In this study, we used the metagenomic sequencing method to compare the effect of different liquid feeds (milk replacer vs dam’s milk) on the rumen microbiome of yak calves. A lower rumen microbial diversity was observed in yak calves fed MR than in those fed dam’s milk, which was in accordance with previous findings in lambs (25, 26). For young ruminants, most of the early colonized microbiome in the rumen is derived from their mother, including teats, feces, and milk (24, 27). In this study, the yaks in the TRT group were separated from the dams and consumed MR instead of milk, restricting vertical transmission of maternal microbiota, which might be an important reason for the lower microbial diversity. In addition, shifts in dietary regime could cause a severe stress response in ruminants with an immature gastrointestinal environment (28) and the impact on microbial diversity is inevitable.

Moreover, our results showed that at the age of 6 months, the rumen bacterial composition of MR-fed yaks was distinguished from that of yaks fed with milk, and Prevotella, attributed to the phylum Bacteroidetes, was the most dominant genus in both groups, and MR feeding increased its abundance further. Prevotella ruminicola, Prevotella brevis, and Prevotella bryantii were also signatures in the TRT group. Prevotella members are efficient utilizers of carbohydrates, including fiber and non-fiber (29, 30), and involved in the degradation of oligopeptides into amino acids (31). Therefore, in our study, we consider that the nutrient-rich and sufficient MR created a better material environment for Prevotella to proliferate, and Prevotella further yielded a higher level of VFA for rumen development and yaks’ growth. Bacteroides was the high-abundance genus following Prevotella across all the samples. Although Bacteroides showed the highest abundance in the rumen of newborns consuming milk and its abundance decreased with the introduction of solid feed, Bacteroides was still the long-term resident in the rumen due to its efficient degradation of saccharides from the diet (32). In addition, Butyrivibrio was the dominant bacteria in both groups of this study. Butyrivibrio was a primary VFA producer via degrading dietary fibers (33). Another study also proved that Butyrivibrio was identified as one of the main bacteria in the rumen of yaks from 4 to 6 months (34), which is consistent with our results.

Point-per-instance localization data
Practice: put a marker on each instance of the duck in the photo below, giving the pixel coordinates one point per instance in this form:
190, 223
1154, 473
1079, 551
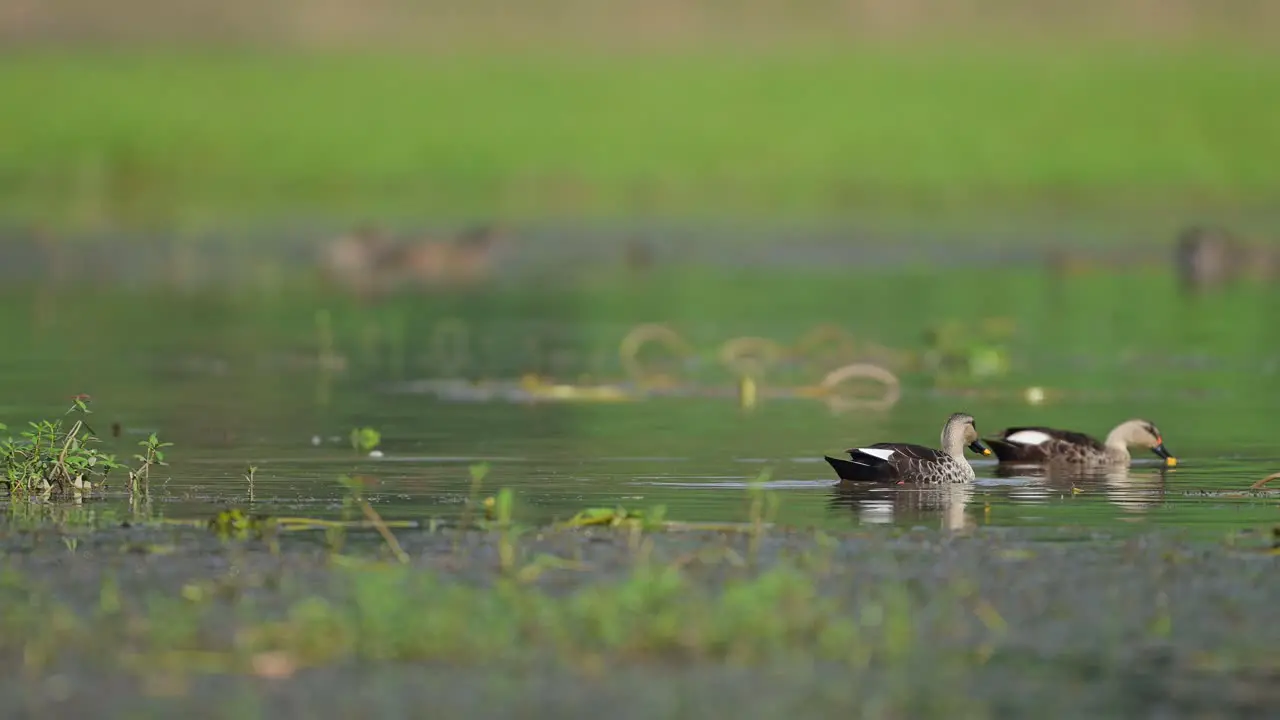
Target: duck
1050, 445
904, 463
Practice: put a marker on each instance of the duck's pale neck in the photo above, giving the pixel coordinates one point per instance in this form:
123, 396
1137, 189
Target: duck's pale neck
1118, 440
952, 441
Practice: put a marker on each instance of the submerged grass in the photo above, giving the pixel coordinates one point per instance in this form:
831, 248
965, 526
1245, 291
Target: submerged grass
196, 139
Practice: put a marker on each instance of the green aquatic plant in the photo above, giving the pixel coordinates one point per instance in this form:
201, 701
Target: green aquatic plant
53, 458
152, 455
365, 440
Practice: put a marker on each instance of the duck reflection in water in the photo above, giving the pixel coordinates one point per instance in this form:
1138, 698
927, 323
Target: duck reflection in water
923, 505
1132, 488
951, 506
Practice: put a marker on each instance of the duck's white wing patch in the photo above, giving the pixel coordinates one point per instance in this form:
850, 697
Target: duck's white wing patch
1028, 437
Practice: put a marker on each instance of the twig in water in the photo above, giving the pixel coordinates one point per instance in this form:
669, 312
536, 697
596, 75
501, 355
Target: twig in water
1265, 481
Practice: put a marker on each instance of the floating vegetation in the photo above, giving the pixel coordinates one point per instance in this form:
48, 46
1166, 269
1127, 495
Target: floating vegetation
62, 458
365, 440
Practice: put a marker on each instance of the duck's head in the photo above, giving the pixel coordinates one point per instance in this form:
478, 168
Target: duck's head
964, 424
1143, 433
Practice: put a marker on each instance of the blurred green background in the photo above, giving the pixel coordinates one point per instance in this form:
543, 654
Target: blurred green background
144, 115
981, 196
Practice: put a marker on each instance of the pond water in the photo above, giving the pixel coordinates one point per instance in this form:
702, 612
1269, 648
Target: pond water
277, 372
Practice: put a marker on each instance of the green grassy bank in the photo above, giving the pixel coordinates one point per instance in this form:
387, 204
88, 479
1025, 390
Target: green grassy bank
196, 140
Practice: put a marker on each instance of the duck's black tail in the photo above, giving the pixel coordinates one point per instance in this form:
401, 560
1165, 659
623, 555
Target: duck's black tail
859, 472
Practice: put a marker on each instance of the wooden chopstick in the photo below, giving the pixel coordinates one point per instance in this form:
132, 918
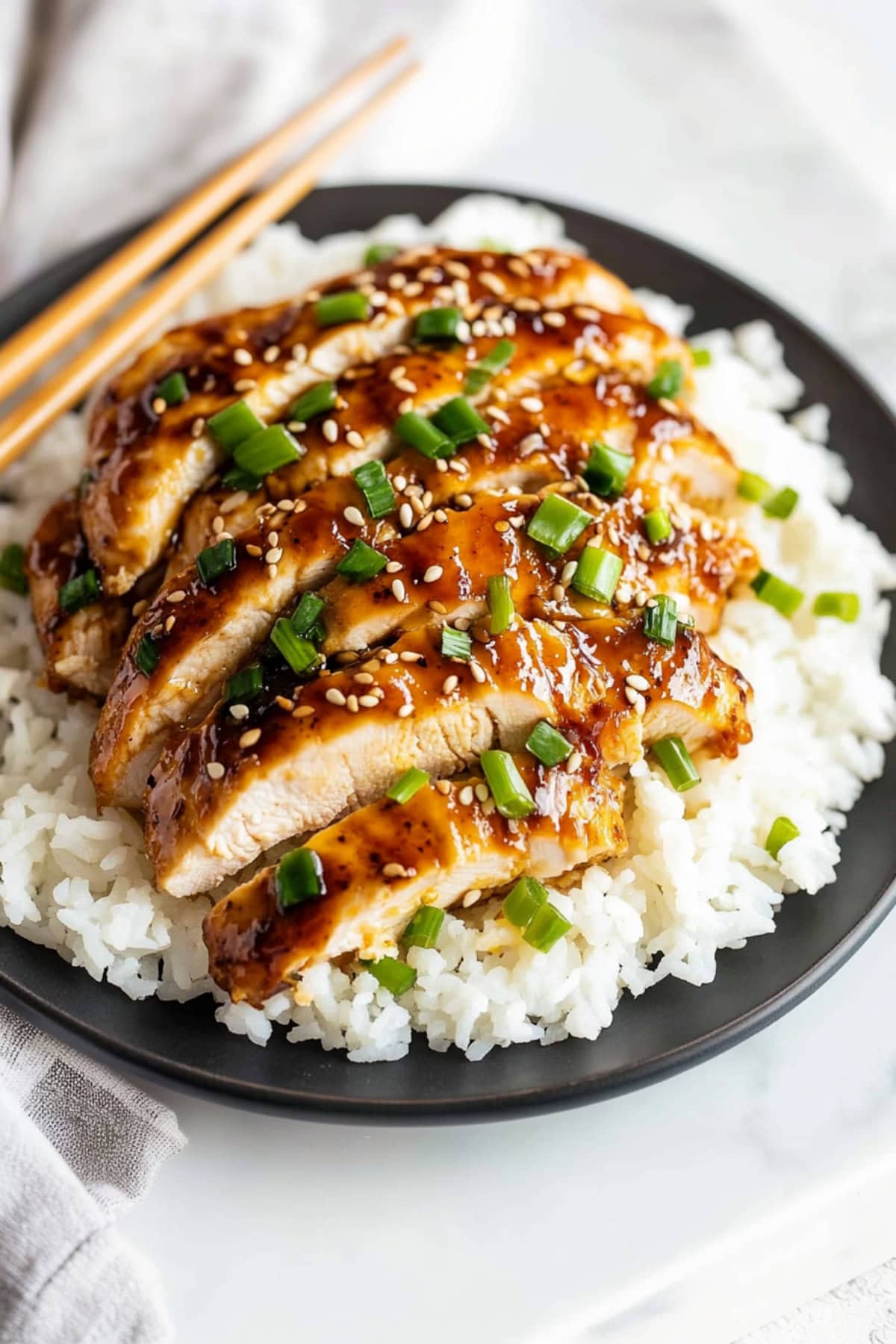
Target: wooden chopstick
35, 343
28, 420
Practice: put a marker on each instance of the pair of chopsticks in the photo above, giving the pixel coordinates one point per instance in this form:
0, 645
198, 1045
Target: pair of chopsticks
35, 343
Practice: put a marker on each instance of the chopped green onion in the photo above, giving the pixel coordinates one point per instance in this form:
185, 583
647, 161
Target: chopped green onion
662, 620
438, 324
314, 401
410, 784
422, 435
300, 877
523, 900
394, 974
147, 655
842, 605
233, 425
782, 503
245, 685
781, 833
215, 561
508, 788
676, 761
494, 363
547, 745
608, 470
80, 591
305, 617
597, 574
13, 567
455, 644
376, 488
361, 564
546, 927
237, 479
172, 390
657, 524
501, 609
425, 927
777, 593
348, 305
297, 651
460, 421
668, 381
379, 252
267, 450
753, 487
556, 523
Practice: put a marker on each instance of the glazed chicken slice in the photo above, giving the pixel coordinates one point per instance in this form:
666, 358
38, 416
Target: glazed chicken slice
442, 574
383, 862
81, 644
148, 457
217, 629
297, 757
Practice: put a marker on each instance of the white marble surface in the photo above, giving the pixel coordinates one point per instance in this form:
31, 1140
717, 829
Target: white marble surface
700, 1207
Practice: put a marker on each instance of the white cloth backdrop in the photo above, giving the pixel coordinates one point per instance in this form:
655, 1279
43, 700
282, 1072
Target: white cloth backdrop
111, 108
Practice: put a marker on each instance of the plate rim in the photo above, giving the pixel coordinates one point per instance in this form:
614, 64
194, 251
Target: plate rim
527, 1101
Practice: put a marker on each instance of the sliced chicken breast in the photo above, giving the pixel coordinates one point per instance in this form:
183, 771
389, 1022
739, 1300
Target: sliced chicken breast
300, 756
148, 457
382, 863
217, 629
81, 647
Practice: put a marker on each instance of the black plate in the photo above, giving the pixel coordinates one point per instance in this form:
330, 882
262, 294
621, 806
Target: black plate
669, 1028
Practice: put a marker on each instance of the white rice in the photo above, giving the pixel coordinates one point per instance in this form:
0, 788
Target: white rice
697, 877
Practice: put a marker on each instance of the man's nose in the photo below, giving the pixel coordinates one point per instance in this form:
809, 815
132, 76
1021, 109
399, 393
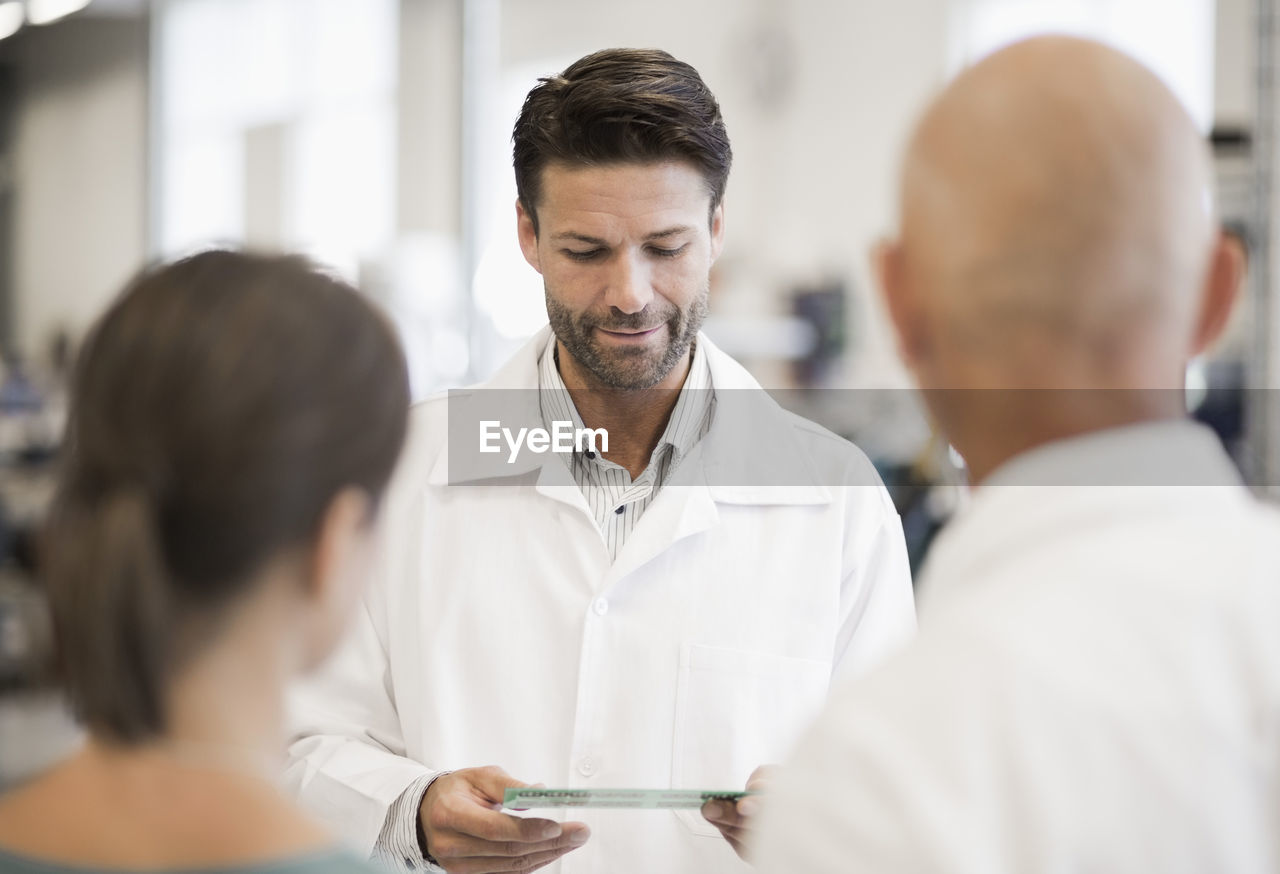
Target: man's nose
630, 288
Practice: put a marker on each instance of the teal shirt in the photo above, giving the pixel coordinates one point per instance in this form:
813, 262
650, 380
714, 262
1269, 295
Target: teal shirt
324, 863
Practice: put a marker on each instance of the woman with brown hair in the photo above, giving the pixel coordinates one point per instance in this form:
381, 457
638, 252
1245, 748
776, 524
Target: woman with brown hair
234, 421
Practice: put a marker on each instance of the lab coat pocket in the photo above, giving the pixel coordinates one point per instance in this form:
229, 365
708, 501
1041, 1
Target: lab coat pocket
735, 712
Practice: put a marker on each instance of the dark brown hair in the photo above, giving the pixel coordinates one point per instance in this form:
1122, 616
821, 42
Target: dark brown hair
620, 105
216, 410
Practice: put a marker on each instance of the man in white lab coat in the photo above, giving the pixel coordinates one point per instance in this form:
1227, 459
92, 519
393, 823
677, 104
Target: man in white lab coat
664, 611
1096, 682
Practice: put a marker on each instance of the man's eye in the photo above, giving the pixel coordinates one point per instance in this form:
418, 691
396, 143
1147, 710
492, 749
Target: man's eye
667, 252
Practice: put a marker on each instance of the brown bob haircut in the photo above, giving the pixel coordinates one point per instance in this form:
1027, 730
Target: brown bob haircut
620, 106
218, 407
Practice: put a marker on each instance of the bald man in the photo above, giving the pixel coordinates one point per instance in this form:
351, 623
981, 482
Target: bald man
1096, 683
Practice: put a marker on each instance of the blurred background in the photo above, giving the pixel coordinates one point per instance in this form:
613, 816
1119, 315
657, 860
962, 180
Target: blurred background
374, 135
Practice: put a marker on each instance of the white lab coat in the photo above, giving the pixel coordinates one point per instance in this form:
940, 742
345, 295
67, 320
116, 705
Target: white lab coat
497, 630
1095, 686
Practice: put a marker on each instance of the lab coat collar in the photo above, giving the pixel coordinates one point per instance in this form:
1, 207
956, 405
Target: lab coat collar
752, 453
1105, 480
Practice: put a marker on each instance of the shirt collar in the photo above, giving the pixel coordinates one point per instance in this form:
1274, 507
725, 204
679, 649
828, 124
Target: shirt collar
685, 426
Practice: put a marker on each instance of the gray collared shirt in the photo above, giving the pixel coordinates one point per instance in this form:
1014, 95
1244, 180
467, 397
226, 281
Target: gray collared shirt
616, 500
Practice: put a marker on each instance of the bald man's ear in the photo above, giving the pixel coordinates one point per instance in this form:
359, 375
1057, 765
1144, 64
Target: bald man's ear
903, 311
1221, 286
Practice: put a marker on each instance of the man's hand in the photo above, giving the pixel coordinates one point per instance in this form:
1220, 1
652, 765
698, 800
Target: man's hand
734, 820
466, 832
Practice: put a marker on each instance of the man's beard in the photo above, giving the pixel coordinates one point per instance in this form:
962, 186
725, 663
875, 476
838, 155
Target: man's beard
627, 367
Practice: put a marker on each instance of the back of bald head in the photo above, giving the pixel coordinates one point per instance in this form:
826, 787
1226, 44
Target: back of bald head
1056, 192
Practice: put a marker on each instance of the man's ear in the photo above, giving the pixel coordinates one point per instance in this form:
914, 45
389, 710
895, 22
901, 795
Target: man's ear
528, 234
887, 264
1221, 287
717, 230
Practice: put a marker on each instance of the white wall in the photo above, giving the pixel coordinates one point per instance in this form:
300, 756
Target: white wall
80, 211
1233, 63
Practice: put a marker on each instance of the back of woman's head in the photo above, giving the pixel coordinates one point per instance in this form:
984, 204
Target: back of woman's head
218, 408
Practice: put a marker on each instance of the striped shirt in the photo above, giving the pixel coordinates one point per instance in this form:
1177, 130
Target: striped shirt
616, 500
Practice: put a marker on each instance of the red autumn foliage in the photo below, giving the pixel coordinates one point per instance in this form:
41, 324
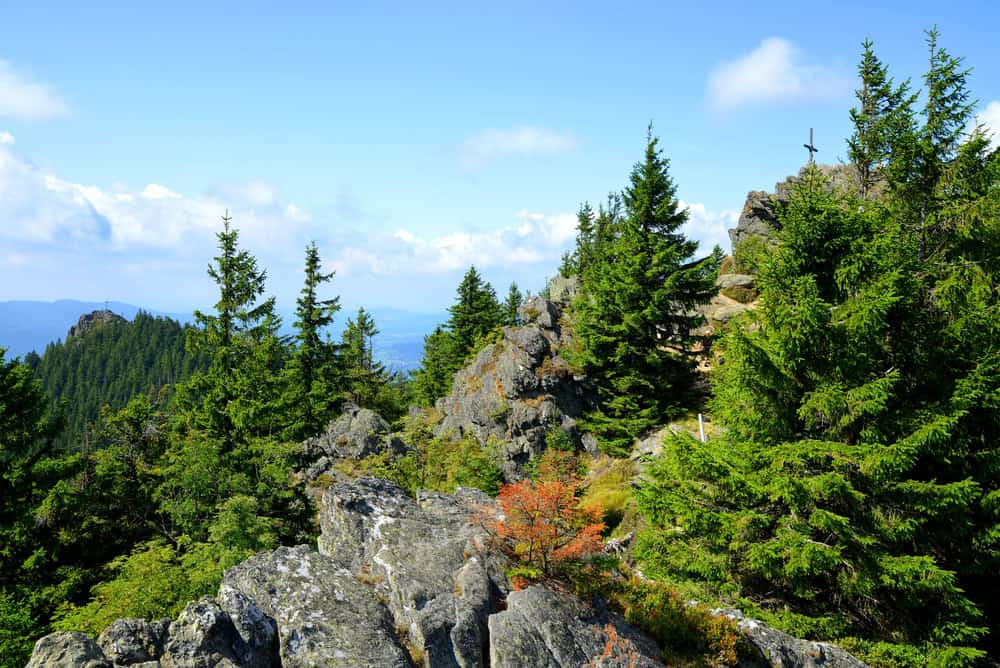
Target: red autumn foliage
542, 524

### Work request
Decide whether each statement agrees with the passage on yak calf rumen microbes, answering yes or no and quoting the words of the passage that settle it. (a) Yak calves fed milk replacer had lower rumen microbial diversity than those fed dam's milk. (b) Bacteroides was the most dominant genus in both groups. (c) Butyrivibrio produces VFA by breaking down dietary fibers.

### Problem solution
(a) Yes: "A lower rumen microbial diversity was observed in yak calves fed MR than in those fed dam’s milk"
(b) No: "Prevotella, attributed to the phylum Bacteroidetes, was the most dominant genus in both groups"
(c) Yes: "Butyrivibrio was a primary VFA producer via degrading dietary fibers"